2 Variation in the orbital period of UW Cygni

For the period study of UW Cyg, all available times of light minimum have been compiled. 18 of the timings published before 1959 have been collected and tabulated in the paper of Whitney (1959). Many times of light minimum are obtained from the Eclipsing Minimum Database by Internet (www.oa.uj.edu.pl/ktt/ktt.html). In all, 112 timings are collected. Unfortunately, all of the timings are visual or photographic. In this section, with these times of light minimum, the change in the orbital period of the neglected system is studied. In order to see the general behavior of the variations in the period of the system, the O-C residuals of all times of light minimum were computed by the linear ephemeris given in the fourth edition of the "General Catalogue of Variable Stars", as

$${\rm MinI}=2443690.0355+3\hbox{$.\!\!^{\rm d}$ }4507805\times{E}$$ (1)

and listed as $({\rm O{-}C})_{1}$ in Table 2. The $({\rm O{-}C})_{1}$ values are presented graphically against epoch number in Fig. 1. During the calculation, times of light minimum with the same epoch have been averaged and some timings listed in the first and sixth columns are the mean values. Two photographic times of light minimum 2445201.434 and 49166.000 are discarded, because their O-C values show large deviations from the general O-C trend formed by other points.
○ ○ ○ ○ ○ ○ ○
● Given exercise A: In the UW Cygni passage, how many times of light minimum were collected in all?
● Given exercise B:
Does each statement agree with the UW Cygni passage? Answer yes or no for each and quote the deciding words.
(i) All of the collected timings are photoelectric.
(ii) Whitney (1959) tabulated 18 timings published before 1959.
(iii) Times of light minimum sharing an epoch were averaged.
● Given exercise C: Continue the UW Cygni passage, starting after its final sentence.
Nothing in the listing is needed for this work.

● Provided material:
○ ○ ○ ○ ○ ○ ○
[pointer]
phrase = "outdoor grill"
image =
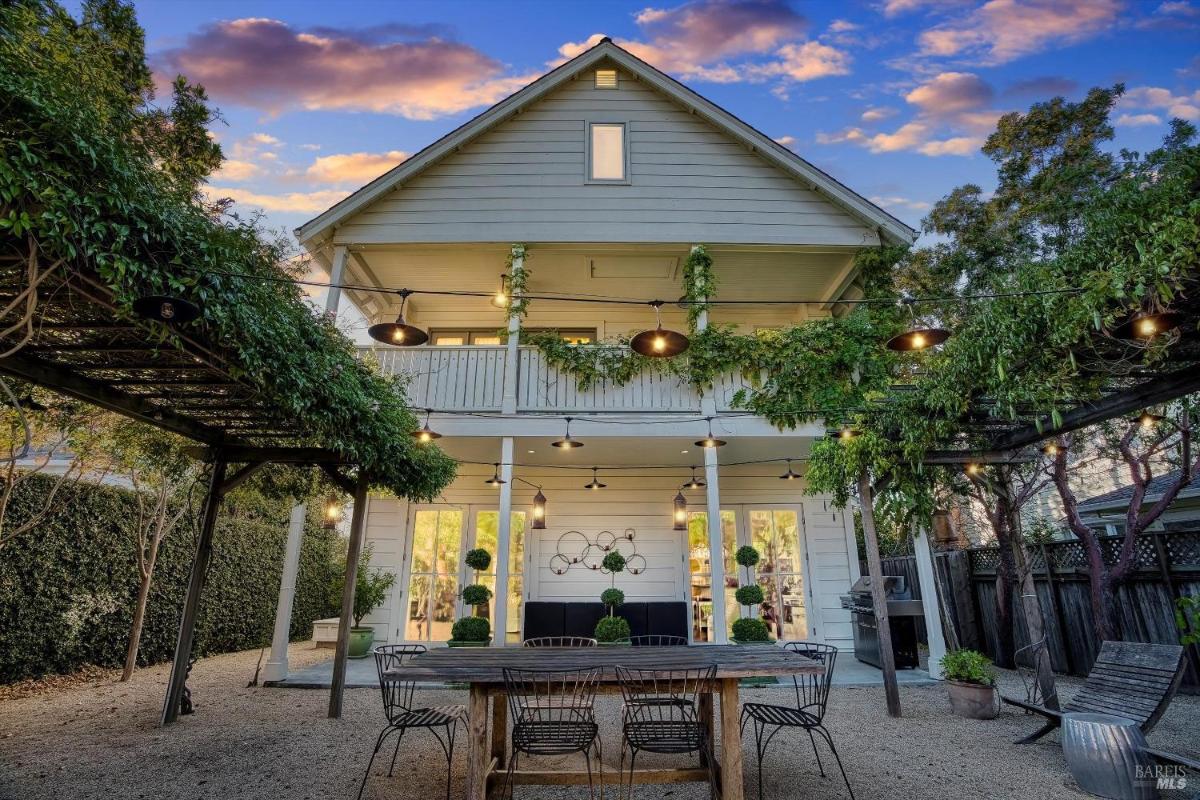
○ ○ ○ ○ ○ ○ ○
● Reply A: 112 timings were collected.

● Reply B:
(i) No: "Unfortunately, all of the timings are visual or photographic."
(ii) Yes: "18 of the timings published before 1959 have been collected and tabulated in the paper of Whitney (1959)."
(iii) Yes: "times of light minimum with the same epoch have been averaged"

● Reply C:
Figure 1: The O-C curve of UW Cyg from the ephemeris given by GCVS. The solid line refers to a new ephemeris

Since the form of the O-C diagram depends very much on the choice of the ephemeris used in the calculation of the "C" epochs, the general trend of the $({\rm O{-}C})_{1}$ diagram may show a downward straight line, indicating that this ephemeris need to be revised. Based on all times of light minimum, a least-squares solution yields the following mean ephemeris:

$${\rm Min I}=2443690.0670(31)+3.4507620(13)\times{E}.$$ (2)

The residuals $({\rm O{-}C})_{2}$, calculated with this ephemeris, are listed in fifth and tenth columns of Table 2 and are plotted graphically against epoch number in Fig. 2, from which the following results can be drawn: (i) the orbital period of the system is variable; (ii) its variation may show a wavelike fluctuation. With least-square method, a periodic ephemeris is obtained, as:

$$({\rm O{-}C})_{2}=-0.0055+0.0383\sin(0\hbox{$.\!\!^\circ$ }0691\times{E}+147.1^{\circ})$$ (3)

which can give a good fit to the general trend of the $({\rm O{-}C})_{2}$values (solid line in Fig. 2). This formula clearly indicates a periodic variation with a period of about T=49.2year and an amplitude of about $A=0\hbox{$.\!\!^{\rm d}$ }0383$. The cyclic variation of the O-C curve strongly suggests that the change of the orbital period is periodic.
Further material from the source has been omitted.